**** Okuma Parçası ****
Cemal Bulutoğulları’nın kişisel girişimleri ile Ankara Büyük Şehir Belediye Başkanı Lefkoşa’daki bir parkı yeniden yapılandırmak istemiş ve sonunda da Çağlayan Parkında karar kılınmıştı. CTP’li belediye meclis üyelerinin de olumlu oyları ile Lefkoşa Çağlayan Parkı Ankara Büyük Şehir Belediyesi tarafından yeniden düzenlenmişti. Parka da Ankara Çağlayan Parkı adı verilmişti. Şimdi LTB’de tüm sorunlar geride kaldı ve Lefkoşalının tek gündemi parkın adından “Ankara” ibaresinin atılması tartışmaları.
Bakın Girne’de Karşıyaka Parkı var. İsminden de anlaşıldığı gibi İzmir’deki Karşıyaka Belediyesi bu parkı yaptırdı. Aynısı İzmir’de de var. Ve ülkenin birçok yerinde daha birçok örnekleri var. Yurt dışında da benzerlerini çok gördüm. Almanya’da Frankfurt’ta Yalova Parkı misali.
****
## Yazılı Görev 1
Çağlayan Parkı metninde "Karşıyaka Parkı" adını "Kordon Parkı" olarak değiştirin ve "Cemal Bulutoğulları’nın kişisel" sözlerinin bulunduğu yerden başlayıp "Yalova Parkı misali." sözlerinden sonra durarak o bölümü yeniden yazın.
## Yazılı Görev 2
Çağlayan Parkı metnine göre Girne’deki parkın neden Karşıyaka Parkı adını taşıdığını açıklayın.
## Yazılı Görev 3
Çağlayan Parkı metnini kaldığı yerden sürdürün.
Aşağıdaki veriler, Çağlayan Parkı metninden ayrı bir malzemedir.
**** Sağlanan Veriler ****
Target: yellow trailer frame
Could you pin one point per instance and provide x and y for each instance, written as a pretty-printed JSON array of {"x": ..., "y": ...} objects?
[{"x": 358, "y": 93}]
****
## Alıştırma Çıktısı 1
Cemal Bulutoğulları’nın kişisel girişimleri ile Ankara Büyük Şehir Belediye Başkanı Lefkoşa’daki bir parkı yeniden yapılandırmak istemiş ve sonunda da Çağlayan Parkında karar kılınmıştı. CTP’li belediye meclis üyelerinin de olumlu oyları ile Lefkoşa Çağlayan Parkı Ankara Büyük Şehir Belediyesi tarafından yeniden düzenlenmişti. Parka da Ankara Çağlayan Parkı adı verilmişti. Şimdi LTB’de tüm sorunlar geride kaldı ve Lefkoşalının tek gündemi parkın adından “Ankara” ibaresinin atılması tartışmaları.
Bakın Girne’de Kordon Parkı var. İsminden de anlaşıldığı gibi İzmir’deki Karşıyaka Belediyesi bu parkı yaptırdı. Aynısı İzmir’de de var. Ve ülkenin birçok yerinde daha birçok örnekleri var. Yurt dışında da benzerlerini çok gördüm. Almanya’da Frankfurt’ta Yalova Parkı misali.

## Alıştırma Çıktısı 2
Parkı İzmir’deki Karşıyaka Belediyesi yaptırmıştır. Parkın adı da bunu gösterir.

## Alıştırma Çıktısı 3
Mühim olan parkın temizliği ve işlevi, ismi değil!Ama daha ilk günden tartışma “Ankara” isminden başladı. Başkan adayları bu konuda fikirler beyan ediyorlar. Kimi ismini değiştireceğim diyor kimisi aynen ismi koruyacağım diyor. Bir Allah’ın kulu da çıkıp “o park şuan pislik içinde. Ben kazandığımda açıldığı ilk günkü haline getireceğim ve o şekilde kalması içinde mücadele edeceğim” demiyor.
Bir parkın temizliği mi sizin için önemli yoksa adı mı? Ha Ankara ha Atina ha Baf, ne fark eder günün sonunda. Eğer siz çoluğunuz ve çocuğunuz ile gidip güzel zaman geçiremedikten sonra adı o parkın Paris olsa ne yazar?
Bakın 28 Belediyesi olan Kuzey Kıbrıs Türk Cumhuriyetinde hafta sonu küçük çocuklarınızı yanınıza alıp gidebileceğiniz bu ülkedeki tek park Girne Belediyesi sınırları içinde yer alan ve kısa bir süre önce açılan Barış Parkı’dır. Onun dışında 28 belediyedeki parkların tümü 4. veya 5. Sınıf parklardır.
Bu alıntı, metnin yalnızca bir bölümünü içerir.